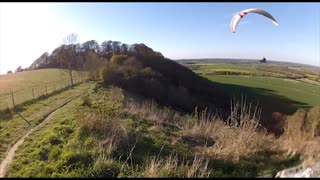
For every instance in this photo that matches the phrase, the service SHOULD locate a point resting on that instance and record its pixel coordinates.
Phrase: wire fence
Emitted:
(14, 98)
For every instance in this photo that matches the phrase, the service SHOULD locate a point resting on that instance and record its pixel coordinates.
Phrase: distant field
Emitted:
(273, 94)
(31, 84)
(282, 87)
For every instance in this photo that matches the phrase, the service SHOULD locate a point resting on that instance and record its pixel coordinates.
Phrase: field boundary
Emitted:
(25, 95)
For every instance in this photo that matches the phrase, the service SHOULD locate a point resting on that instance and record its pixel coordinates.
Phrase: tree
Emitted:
(124, 48)
(68, 54)
(116, 47)
(106, 49)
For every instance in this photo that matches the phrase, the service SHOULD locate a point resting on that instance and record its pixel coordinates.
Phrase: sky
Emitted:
(177, 30)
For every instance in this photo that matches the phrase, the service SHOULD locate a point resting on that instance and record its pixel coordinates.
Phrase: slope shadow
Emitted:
(266, 99)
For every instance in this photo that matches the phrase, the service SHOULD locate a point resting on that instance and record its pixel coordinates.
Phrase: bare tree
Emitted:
(68, 58)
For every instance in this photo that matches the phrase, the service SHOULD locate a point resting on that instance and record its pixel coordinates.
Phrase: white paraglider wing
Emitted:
(236, 18)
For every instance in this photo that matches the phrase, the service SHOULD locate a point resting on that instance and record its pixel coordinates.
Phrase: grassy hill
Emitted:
(28, 85)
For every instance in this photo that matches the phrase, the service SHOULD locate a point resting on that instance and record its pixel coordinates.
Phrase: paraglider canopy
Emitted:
(236, 18)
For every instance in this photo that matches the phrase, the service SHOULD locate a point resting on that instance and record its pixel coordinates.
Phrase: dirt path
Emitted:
(10, 154)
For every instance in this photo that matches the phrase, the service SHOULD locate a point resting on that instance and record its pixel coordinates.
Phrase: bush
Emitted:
(118, 59)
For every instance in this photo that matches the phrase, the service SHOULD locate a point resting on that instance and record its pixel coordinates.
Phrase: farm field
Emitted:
(275, 86)
(29, 85)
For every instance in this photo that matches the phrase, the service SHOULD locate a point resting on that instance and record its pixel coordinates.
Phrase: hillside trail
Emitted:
(10, 154)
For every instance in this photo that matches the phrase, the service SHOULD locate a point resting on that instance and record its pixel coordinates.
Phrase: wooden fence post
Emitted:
(32, 93)
(12, 99)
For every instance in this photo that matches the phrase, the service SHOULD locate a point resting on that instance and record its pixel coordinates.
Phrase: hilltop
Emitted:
(142, 71)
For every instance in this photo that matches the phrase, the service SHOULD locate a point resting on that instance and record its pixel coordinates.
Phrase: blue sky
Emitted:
(177, 30)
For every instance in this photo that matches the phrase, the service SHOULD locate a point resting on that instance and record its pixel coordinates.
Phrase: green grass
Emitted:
(28, 85)
(53, 149)
(58, 148)
(13, 127)
(206, 67)
(273, 94)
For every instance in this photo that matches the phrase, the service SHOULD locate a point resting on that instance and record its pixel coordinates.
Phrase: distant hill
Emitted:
(89, 50)
(242, 61)
(167, 82)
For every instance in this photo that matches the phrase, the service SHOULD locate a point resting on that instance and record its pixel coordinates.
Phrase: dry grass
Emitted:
(109, 132)
(313, 121)
(151, 111)
(239, 137)
(170, 167)
(300, 136)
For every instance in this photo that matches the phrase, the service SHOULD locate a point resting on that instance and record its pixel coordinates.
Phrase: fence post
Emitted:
(32, 93)
(12, 99)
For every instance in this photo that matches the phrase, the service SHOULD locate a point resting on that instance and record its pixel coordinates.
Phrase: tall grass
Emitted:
(300, 135)
(239, 136)
(170, 167)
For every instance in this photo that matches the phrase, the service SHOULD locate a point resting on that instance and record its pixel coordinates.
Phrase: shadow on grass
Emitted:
(266, 99)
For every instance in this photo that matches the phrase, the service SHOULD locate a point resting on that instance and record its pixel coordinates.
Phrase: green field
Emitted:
(29, 85)
(271, 86)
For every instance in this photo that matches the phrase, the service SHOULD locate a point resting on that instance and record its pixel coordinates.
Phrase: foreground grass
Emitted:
(108, 133)
(13, 126)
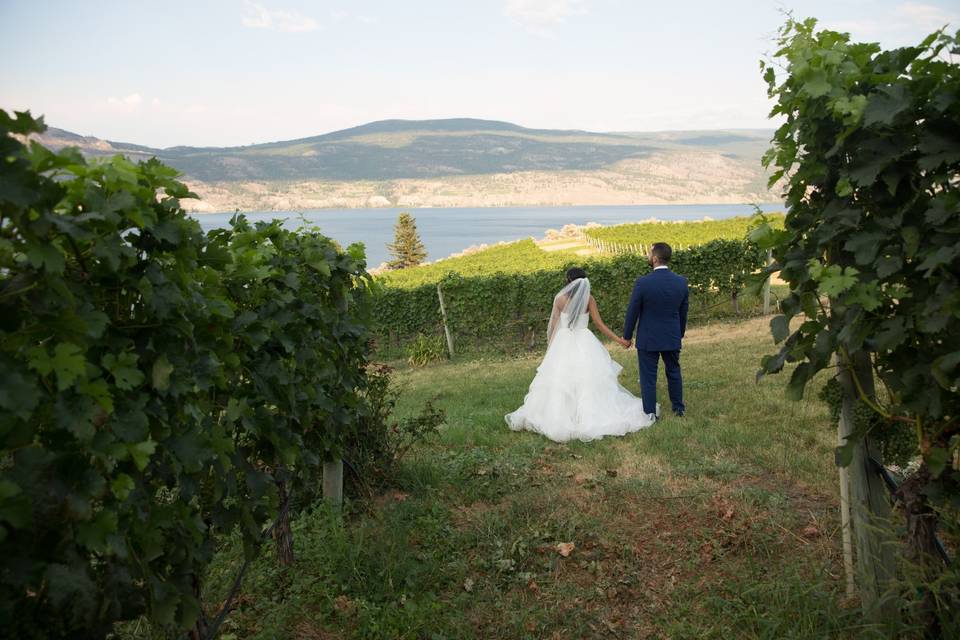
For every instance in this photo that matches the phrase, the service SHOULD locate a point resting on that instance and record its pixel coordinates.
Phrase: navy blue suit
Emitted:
(658, 313)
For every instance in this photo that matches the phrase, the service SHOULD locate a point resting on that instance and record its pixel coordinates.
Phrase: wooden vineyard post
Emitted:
(870, 508)
(766, 286)
(333, 482)
(845, 522)
(443, 315)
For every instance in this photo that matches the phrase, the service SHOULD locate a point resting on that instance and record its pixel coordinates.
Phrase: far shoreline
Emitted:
(295, 210)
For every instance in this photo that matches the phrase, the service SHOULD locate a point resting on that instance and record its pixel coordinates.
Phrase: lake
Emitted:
(446, 231)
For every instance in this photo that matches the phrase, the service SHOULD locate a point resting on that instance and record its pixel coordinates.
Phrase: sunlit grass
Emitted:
(693, 528)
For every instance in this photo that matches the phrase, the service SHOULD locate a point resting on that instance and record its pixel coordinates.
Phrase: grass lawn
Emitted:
(723, 524)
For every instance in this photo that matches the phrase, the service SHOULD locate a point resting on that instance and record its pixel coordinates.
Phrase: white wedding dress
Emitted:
(576, 394)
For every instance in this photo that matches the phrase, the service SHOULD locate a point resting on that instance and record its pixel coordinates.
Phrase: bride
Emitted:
(575, 394)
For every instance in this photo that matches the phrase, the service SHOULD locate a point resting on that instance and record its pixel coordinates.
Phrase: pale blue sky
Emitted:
(229, 72)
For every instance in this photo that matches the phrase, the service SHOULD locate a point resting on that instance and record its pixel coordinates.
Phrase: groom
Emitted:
(659, 301)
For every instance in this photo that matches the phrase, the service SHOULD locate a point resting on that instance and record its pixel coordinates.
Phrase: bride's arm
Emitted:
(604, 329)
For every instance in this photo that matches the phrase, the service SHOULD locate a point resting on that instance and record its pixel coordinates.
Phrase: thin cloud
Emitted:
(131, 102)
(540, 16)
(256, 16)
(905, 22)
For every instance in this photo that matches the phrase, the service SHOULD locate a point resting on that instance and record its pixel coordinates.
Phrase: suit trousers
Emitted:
(649, 363)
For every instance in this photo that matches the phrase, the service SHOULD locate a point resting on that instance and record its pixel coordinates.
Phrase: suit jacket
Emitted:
(658, 311)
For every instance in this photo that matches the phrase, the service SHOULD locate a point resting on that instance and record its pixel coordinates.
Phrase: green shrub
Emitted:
(426, 349)
(157, 385)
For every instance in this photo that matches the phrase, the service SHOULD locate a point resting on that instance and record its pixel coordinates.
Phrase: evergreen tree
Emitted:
(407, 249)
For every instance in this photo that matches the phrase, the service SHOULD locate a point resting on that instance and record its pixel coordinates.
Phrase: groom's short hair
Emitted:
(661, 251)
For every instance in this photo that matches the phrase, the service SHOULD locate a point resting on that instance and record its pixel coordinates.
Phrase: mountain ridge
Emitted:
(461, 162)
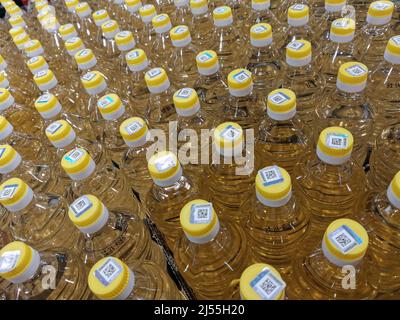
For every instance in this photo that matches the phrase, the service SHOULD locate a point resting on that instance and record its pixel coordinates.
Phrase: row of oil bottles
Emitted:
(329, 187)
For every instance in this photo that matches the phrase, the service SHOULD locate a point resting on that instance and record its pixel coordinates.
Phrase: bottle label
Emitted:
(230, 133)
(201, 213)
(81, 205)
(271, 175)
(53, 128)
(133, 127)
(345, 239)
(279, 98)
(107, 272)
(337, 140)
(356, 70)
(8, 260)
(267, 285)
(8, 191)
(165, 163)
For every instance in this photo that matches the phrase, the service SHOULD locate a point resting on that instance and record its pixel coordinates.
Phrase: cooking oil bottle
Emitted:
(231, 173)
(282, 137)
(373, 36)
(26, 270)
(170, 190)
(385, 79)
(209, 250)
(259, 281)
(210, 85)
(228, 43)
(112, 279)
(103, 232)
(162, 47)
(276, 222)
(349, 107)
(323, 271)
(378, 213)
(329, 182)
(183, 57)
(338, 50)
(27, 146)
(39, 219)
(103, 181)
(161, 108)
(265, 63)
(136, 135)
(138, 64)
(303, 77)
(201, 24)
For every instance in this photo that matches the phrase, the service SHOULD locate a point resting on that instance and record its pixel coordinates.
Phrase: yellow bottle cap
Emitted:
(111, 279)
(60, 133)
(137, 60)
(345, 242)
(352, 77)
(240, 82)
(33, 48)
(18, 262)
(199, 221)
(298, 53)
(342, 30)
(392, 52)
(111, 107)
(78, 164)
(281, 104)
(228, 138)
(147, 13)
(222, 16)
(261, 35)
(45, 80)
(380, 12)
(15, 194)
(110, 29)
(94, 82)
(207, 62)
(335, 145)
(73, 45)
(157, 80)
(88, 214)
(261, 281)
(100, 16)
(83, 10)
(67, 31)
(273, 186)
(164, 168)
(134, 131)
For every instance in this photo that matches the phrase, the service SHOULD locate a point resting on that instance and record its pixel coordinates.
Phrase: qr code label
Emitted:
(337, 141)
(230, 133)
(356, 70)
(271, 175)
(75, 155)
(107, 272)
(296, 45)
(279, 98)
(133, 127)
(267, 285)
(241, 77)
(8, 260)
(184, 93)
(345, 239)
(81, 205)
(201, 213)
(8, 191)
(165, 163)
(53, 128)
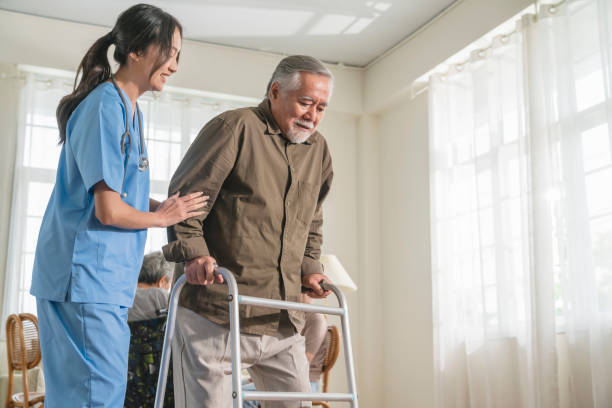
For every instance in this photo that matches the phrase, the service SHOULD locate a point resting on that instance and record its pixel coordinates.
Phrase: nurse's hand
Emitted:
(176, 209)
(201, 271)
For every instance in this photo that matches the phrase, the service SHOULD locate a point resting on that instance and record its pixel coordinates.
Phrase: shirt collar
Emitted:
(272, 127)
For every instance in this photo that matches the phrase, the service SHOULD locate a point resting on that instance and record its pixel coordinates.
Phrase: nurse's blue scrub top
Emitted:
(79, 259)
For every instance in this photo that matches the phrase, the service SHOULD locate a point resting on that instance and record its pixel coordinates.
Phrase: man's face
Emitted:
(299, 111)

□ □ □

EXERCISE BRIEF:
Wherever the word "label" appears in the entries above, copy that whole line.

TASK RESPONSE:
Phrase: bottle label
Phrase: qr code label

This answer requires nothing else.